_Your objective_
Copy each line containing the word "rough" from the records that follow, please.

(Available records)

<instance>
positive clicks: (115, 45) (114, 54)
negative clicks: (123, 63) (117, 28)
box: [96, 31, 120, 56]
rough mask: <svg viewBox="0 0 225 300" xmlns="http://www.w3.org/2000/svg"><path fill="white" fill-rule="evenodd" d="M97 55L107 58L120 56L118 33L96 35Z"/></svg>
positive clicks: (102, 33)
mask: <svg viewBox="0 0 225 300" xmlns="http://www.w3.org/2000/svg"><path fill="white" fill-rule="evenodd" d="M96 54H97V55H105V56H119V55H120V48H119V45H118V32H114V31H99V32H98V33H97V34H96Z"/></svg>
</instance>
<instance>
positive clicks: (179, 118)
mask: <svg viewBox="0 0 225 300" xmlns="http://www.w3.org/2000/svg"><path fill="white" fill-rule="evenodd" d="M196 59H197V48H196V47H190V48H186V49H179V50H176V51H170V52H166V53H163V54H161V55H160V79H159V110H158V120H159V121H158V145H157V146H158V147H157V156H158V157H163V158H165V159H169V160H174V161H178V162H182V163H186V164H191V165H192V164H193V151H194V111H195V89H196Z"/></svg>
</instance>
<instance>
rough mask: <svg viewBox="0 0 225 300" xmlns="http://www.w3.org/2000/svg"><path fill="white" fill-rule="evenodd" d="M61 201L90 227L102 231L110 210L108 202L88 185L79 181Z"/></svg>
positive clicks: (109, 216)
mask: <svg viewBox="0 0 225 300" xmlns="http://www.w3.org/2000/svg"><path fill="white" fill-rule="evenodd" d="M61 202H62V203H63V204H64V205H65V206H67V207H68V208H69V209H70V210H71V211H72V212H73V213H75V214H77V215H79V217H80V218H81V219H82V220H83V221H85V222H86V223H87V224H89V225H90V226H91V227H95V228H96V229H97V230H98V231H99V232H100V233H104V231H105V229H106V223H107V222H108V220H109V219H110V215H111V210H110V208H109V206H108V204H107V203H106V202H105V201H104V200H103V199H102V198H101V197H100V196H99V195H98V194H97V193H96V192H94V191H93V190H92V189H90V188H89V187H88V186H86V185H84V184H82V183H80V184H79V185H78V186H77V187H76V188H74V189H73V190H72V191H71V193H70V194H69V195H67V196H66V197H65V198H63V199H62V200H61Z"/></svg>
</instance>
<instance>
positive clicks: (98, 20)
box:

(End Available records)

_Written response_
rough mask: <svg viewBox="0 0 225 300" xmlns="http://www.w3.org/2000/svg"><path fill="white" fill-rule="evenodd" d="M97 55L107 58L120 56L118 33L96 35Z"/></svg>
rough mask: <svg viewBox="0 0 225 300" xmlns="http://www.w3.org/2000/svg"><path fill="white" fill-rule="evenodd" d="M61 201L90 227L102 231L110 210L108 202L88 185L79 181Z"/></svg>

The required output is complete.